━━━━━ AVAILABLE DATA ━━━━━

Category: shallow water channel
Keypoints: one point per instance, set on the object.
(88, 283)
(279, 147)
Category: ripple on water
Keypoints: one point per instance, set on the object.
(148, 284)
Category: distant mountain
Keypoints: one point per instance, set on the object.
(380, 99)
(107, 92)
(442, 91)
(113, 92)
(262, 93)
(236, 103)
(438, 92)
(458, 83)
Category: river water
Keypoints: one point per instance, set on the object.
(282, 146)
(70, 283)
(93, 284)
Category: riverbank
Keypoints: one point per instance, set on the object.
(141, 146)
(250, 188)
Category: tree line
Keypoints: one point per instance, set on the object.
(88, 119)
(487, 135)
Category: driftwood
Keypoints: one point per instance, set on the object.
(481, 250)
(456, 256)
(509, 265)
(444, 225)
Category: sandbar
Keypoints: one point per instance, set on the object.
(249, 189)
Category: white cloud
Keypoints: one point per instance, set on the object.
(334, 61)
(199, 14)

━━━━━

WHAT TO WORK ON
Rewrite the entries above with "one point per instance" substituted by "a single point for each instance" everywhere it occurs, keeping every other line unchanged.

CORRECT RESPONSE
Category: shallow water channel
Keypoints: a single point for each instance, set on the object.
(88, 283)
(279, 147)
Category: ripple on water
Keypoints: a single point for each instance, set on the object.
(148, 284)
Category: distant mountain
Keypoints: a single point for each instance, set on the object.
(380, 99)
(107, 92)
(442, 91)
(113, 92)
(262, 93)
(236, 103)
(438, 92)
(458, 83)
Category: river water
Keypoints: a single point for each instance, set on the object.
(282, 146)
(70, 283)
(93, 284)
Category: riverbank
Keypoints: a single point for each instance, set on the object.
(141, 146)
(250, 188)
Category: tree line
Keypoints: a single point for each instance, set on the object.
(88, 119)
(487, 135)
Category: driftwood
Keypoints: a single point for each instance, set on the object.
(481, 250)
(456, 256)
(509, 265)
(444, 225)
Category: sandbar
Keypoints: a single point for each instance, set on the object.
(249, 189)
Category: white cloud
Keypoints: a single point for each instance, set on the object.
(334, 61)
(199, 14)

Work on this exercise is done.